### Problem statement
Reproduce everything from "Utah Inland Port Authority dons" down to "global supply chain." in the passage on the Utah Inland Port Authority, substituting "Father Christmas" for "Santa Claus".

### Selected passage
________________________

Utah Inland Port Authority dons a Santa Claus suit
In a recent op ed, Malin Moench, brother of UPHE board President Brian Moench, points out that the Inland port plan is based on a misunderstanding of what’s holding up the global supply chain.
“The Utah Inland Port Authority (UIPA) is forcing Salt Lake City taxpayers to underwrite a big buildout of freight-handling facilities in its northwest industrial zone. In its recent charm offensive, its officials depict this buildout as better than Santa Claus, clearing up West Coast port congestion, replacing polluting diesel trucks with clean trains and making Salt Lake the center of the logistics universe.
With hucksterism like this, Utahns should keep their hands on their watches to be sure they aren’t stolen.
If the big buildout causes more Salt Lake freight to arrive by rail directly from L.A. docks, it simply means freight will be offloaded by diesel trucks in Salt Lake rather than L.A., exporting pollution and congestion from California to Utah. Nor are trains clearly less polluting than trucks. Studies find that trains may actually produce more pollution per ton of freight or per passenger than cars and trucks, especially where trains use the oldest, dirtiest engines, as Union Pacific currently does.

________________________

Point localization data
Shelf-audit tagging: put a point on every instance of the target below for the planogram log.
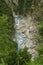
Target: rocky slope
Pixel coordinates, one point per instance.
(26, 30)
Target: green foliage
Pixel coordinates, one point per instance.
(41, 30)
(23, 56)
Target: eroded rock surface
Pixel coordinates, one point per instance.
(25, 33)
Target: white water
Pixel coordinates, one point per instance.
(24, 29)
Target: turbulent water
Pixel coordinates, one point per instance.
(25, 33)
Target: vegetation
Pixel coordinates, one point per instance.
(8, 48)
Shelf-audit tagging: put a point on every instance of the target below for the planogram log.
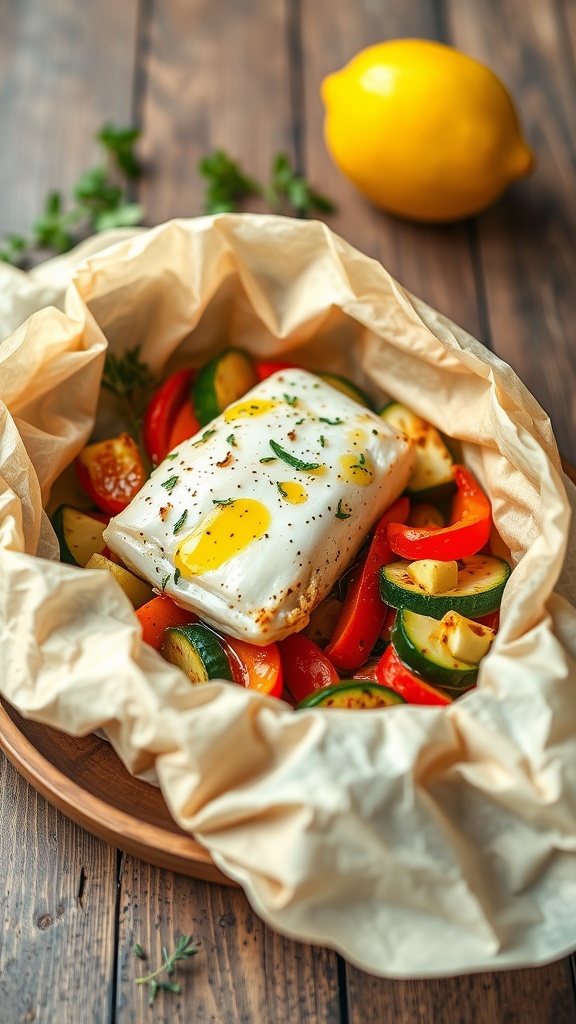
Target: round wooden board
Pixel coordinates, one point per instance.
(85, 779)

________________________

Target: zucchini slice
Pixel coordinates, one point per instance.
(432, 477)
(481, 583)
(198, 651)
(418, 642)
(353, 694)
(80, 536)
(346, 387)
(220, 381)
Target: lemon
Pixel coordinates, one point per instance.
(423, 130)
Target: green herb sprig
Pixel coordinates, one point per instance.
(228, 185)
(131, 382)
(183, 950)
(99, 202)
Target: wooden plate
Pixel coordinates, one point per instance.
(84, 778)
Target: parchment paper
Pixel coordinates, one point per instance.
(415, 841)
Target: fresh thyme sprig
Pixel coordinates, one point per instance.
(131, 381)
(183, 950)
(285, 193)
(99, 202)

________________________

### Answer section
Utah Inland Port Authority dons a Father Christmas suit
In a recent op ed, Malin Moench, brother of UPHE board President Brian Moench, points out that the Inland port plan is based on a misunderstanding of what’s holding up the global supply chain.